Records
--------------------

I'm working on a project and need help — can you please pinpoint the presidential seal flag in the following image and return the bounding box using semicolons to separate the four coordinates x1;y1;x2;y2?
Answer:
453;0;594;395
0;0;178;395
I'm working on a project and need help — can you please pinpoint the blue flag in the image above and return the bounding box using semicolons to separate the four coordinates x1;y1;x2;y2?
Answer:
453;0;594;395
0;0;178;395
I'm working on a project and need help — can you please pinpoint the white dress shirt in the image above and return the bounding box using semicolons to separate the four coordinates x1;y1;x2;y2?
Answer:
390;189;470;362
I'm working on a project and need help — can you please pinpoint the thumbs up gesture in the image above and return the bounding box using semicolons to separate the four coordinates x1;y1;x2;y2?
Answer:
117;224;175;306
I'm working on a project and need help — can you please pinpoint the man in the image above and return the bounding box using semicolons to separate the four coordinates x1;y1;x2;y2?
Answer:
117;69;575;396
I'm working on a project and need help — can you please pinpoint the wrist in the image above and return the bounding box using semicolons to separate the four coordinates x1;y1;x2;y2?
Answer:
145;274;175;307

--------------------

**Your objective**. Render the lines above as a Markdown table with a Row column for the row number and a Line column for each line, omitting any blank lines.

**Task response**.
| Row | Line |
|---|---|
| 1 | I'm working on a project and need help — can you please pinpoint the presidential seal flag in the following image and return the bounding box using semicolons to separate the four coordinates x1;y1;x2;y2? |
| 2 | Answer: |
| 3 | 453;0;594;395 |
| 4 | 0;0;178;395 |
| 5 | I'm working on a project and need help — can you please pinpoint the blue flag in the image above and return the bounding box using semicolons to separate the four coordinates x1;y1;x2;y2? |
| 6 | Answer: |
| 7 | 453;0;594;395 |
| 8 | 0;0;178;395 |
| 9 | I'm working on a project and need help — can you please pinpoint the white dress shirt in the image above and return the bounding box using semicolons to separate the four coordinates x1;y1;x2;y2? |
| 10 | Answer: |
| 11 | 390;189;470;362 |
| 12 | I'm working on a project and need help — can you please pinpoint the thumbs up gesture in the image above and return the bounding box using semicolons to separate the four coordinates x1;y1;x2;y2? |
| 13 | Answer: |
| 14 | 117;224;175;306 |
| 15 | I'm working on a project and need help — can you please pinpoint the man in the image above and return the bounding box using semicolons to separate the four coordinates x1;y1;x2;y2? |
| 16 | Answer: |
| 17 | 117;69;575;396 |
| 18 | I'm working on a project and need help — can you please pinpoint the wrist in the image above and return the bounding box using semicolons to separate the four coordinates x1;y1;x2;y2? |
| 19 | Answer: |
| 20 | 145;274;175;307 |